The data below:

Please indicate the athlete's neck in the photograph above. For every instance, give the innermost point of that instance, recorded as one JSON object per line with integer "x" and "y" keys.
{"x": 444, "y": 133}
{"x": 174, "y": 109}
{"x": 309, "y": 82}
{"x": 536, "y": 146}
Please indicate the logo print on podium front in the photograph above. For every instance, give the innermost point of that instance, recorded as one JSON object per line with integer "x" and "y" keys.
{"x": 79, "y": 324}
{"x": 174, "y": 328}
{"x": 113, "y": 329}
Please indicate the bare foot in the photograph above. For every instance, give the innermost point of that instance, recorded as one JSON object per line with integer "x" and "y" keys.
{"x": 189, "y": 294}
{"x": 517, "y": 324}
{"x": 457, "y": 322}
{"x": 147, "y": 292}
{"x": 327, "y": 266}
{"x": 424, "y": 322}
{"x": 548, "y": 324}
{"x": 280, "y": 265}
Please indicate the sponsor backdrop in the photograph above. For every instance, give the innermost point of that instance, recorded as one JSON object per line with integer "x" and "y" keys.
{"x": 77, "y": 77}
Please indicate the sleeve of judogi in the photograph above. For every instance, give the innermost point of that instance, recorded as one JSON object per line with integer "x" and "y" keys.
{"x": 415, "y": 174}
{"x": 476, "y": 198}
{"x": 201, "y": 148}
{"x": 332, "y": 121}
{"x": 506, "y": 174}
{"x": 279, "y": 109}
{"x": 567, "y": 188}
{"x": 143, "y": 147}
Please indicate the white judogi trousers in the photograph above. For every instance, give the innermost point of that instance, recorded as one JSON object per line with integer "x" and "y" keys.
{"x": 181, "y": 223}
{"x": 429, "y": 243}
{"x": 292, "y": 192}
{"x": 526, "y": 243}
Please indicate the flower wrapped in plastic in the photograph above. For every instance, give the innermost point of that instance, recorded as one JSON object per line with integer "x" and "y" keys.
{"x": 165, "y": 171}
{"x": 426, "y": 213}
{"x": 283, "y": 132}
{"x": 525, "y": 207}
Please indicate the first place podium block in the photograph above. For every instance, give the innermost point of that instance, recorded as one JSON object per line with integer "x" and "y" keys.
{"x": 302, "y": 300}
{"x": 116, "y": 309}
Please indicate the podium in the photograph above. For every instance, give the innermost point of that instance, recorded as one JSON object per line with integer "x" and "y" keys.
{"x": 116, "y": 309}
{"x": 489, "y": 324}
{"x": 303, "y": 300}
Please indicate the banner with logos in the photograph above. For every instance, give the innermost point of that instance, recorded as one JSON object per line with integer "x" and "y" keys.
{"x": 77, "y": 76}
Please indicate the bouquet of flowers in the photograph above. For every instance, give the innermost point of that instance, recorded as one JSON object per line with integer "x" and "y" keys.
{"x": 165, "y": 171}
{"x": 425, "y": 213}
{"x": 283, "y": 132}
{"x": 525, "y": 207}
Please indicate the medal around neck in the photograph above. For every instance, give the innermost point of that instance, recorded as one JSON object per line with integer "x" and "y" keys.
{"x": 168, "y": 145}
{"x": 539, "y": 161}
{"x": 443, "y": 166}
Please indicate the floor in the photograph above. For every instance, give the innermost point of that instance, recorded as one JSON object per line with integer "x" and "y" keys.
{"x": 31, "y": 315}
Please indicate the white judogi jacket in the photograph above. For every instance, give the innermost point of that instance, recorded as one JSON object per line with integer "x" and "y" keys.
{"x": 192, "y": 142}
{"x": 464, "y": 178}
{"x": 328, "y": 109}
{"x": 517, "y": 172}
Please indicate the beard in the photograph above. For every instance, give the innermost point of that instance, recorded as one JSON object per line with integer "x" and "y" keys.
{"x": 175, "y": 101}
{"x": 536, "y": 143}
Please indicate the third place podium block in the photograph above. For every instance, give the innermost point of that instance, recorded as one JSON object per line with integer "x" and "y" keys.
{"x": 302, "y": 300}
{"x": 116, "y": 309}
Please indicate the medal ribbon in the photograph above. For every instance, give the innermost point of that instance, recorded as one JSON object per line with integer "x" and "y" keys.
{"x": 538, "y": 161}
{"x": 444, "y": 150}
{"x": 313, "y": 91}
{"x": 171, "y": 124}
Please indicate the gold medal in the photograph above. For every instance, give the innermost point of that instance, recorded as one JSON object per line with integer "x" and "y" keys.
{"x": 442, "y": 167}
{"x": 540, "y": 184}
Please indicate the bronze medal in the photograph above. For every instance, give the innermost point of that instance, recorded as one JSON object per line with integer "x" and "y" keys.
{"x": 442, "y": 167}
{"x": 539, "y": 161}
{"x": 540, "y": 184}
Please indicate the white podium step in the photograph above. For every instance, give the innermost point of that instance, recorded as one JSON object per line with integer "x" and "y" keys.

End of The data.

Problem requirements: In the answer, the listing above should be restated word for word.

Written reply:
Please indicate the athlete's neck in the photograph above. For every instance, give the innermost point of that instance, recorded as one JSON object per line with integer "x" and "y" keys.
{"x": 444, "y": 133}
{"x": 174, "y": 109}
{"x": 309, "y": 82}
{"x": 536, "y": 146}
Please indicate the logo print on podium front in the photograph above. For every instance, give the innermost point of that instance, recorded as one JSON object per line with integer "x" and "y" keys.
{"x": 79, "y": 324}
{"x": 174, "y": 328}
{"x": 113, "y": 329}
Please indicate the bare foot in the photograph above. For every instance, give the innermost point of that instance, recorded as one JSON object per line with integer "x" and "y" keys.
{"x": 189, "y": 294}
{"x": 517, "y": 324}
{"x": 457, "y": 322}
{"x": 147, "y": 292}
{"x": 327, "y": 266}
{"x": 424, "y": 322}
{"x": 548, "y": 324}
{"x": 280, "y": 265}
Please indicate the sponsor backdrop in the photograph above. For every instance, give the innermost point of that instance, recorded as one JSON object per line with integer "x" and "y" keys.
{"x": 77, "y": 77}
Please indicate the sleeve of judogi in the photograph above. For every instance, give the innermost point of that instance, recorded as one JSON object per line with integer "x" and "y" keys.
{"x": 415, "y": 174}
{"x": 476, "y": 198}
{"x": 201, "y": 148}
{"x": 332, "y": 121}
{"x": 506, "y": 174}
{"x": 279, "y": 109}
{"x": 567, "y": 188}
{"x": 143, "y": 147}
Please indicate the white judogi trousers in the photograph above. For every instance, give the innermost point of that instance, recorded as one JSON object per line with integer "x" and "y" keys.
{"x": 181, "y": 223}
{"x": 429, "y": 243}
{"x": 292, "y": 192}
{"x": 526, "y": 243}
Please indicate the flower wrapped in plastic in the photograph above. For every instance, give the innermost point of that instance, recorded as one JSON object per line with integer "x" and "y" keys.
{"x": 165, "y": 171}
{"x": 426, "y": 213}
{"x": 283, "y": 132}
{"x": 525, "y": 207}
Please indicate the first place podium block in the photograph above. For every instance, give the innermost point of that instance, recorded as one JSON object per line with integer "x" and "y" keys.
{"x": 302, "y": 300}
{"x": 116, "y": 309}
Please indicate the podium in the photograph above. For every instance, give the innermost point of that instance, recorded as one JSON object per line with integer "x" and "y" keys.
{"x": 116, "y": 309}
{"x": 489, "y": 324}
{"x": 303, "y": 300}
Please indicate the banner with logos in the photograph above. For every instance, give the innermost point of that instance, recorded as one JSON object per line with integer "x" and "y" keys.
{"x": 77, "y": 76}
Please indicate the bouquet of flowers in the photograph above. For every instance, give the innermost point of that instance, recorded as one JSON object per line with integer "x" and "y" keys.
{"x": 165, "y": 171}
{"x": 425, "y": 213}
{"x": 283, "y": 132}
{"x": 525, "y": 207}
Please indicate the medal around neck in the photograph above. For every instance, give the innermost point of that instance, recorded as one JSON object per line with integer "x" and "y" keys.
{"x": 168, "y": 145}
{"x": 539, "y": 161}
{"x": 443, "y": 166}
Please indicate the floor in the photograph above. For every instance, give the innermost point of that instance, recorded as one JSON object per line with integer "x" and "y" keys.
{"x": 31, "y": 315}
Please indicate the white judogi jacket in the photograph above. For every instance, give the innermost point of that instance, recorded as one JSON object per line with integer "x" and "y" keys.
{"x": 192, "y": 142}
{"x": 464, "y": 178}
{"x": 328, "y": 109}
{"x": 517, "y": 172}
Please indicate the beard in the photograph above. For every instance, give the innermost point of that instance, recorded as one JSON object per line with integer "x" and "y" keys.
{"x": 175, "y": 101}
{"x": 536, "y": 143}
Please indicate the third place podium block in the photograph above. For every instance, give the innermost point of that instance, recorded as one JSON object per line with integer "x" and "y" keys.
{"x": 302, "y": 300}
{"x": 116, "y": 309}
Please indicate the medal ribbon in the photograph above. For every instance, give the innermost point of that instance, recorded as one JSON object per line with integer "x" and "y" keys.
{"x": 538, "y": 161}
{"x": 444, "y": 150}
{"x": 313, "y": 91}
{"x": 171, "y": 124}
Please indicate the gold medal in the photograph above. For every instance, give the innermost point of that instance, recorded as one JSON object per line with integer "x" and "y" keys.
{"x": 442, "y": 167}
{"x": 540, "y": 184}
Please indicate the bronze medal in the photograph above. For every instance, give the innermost point of that instance, recorded as one JSON object per line with integer "x" and "y" keys.
{"x": 442, "y": 167}
{"x": 539, "y": 161}
{"x": 540, "y": 184}
Please indicate the white podium step in the photograph above. For every instance, give the innermost point of that instance, recorded as one JSON object per line with integer "x" and "y" keys.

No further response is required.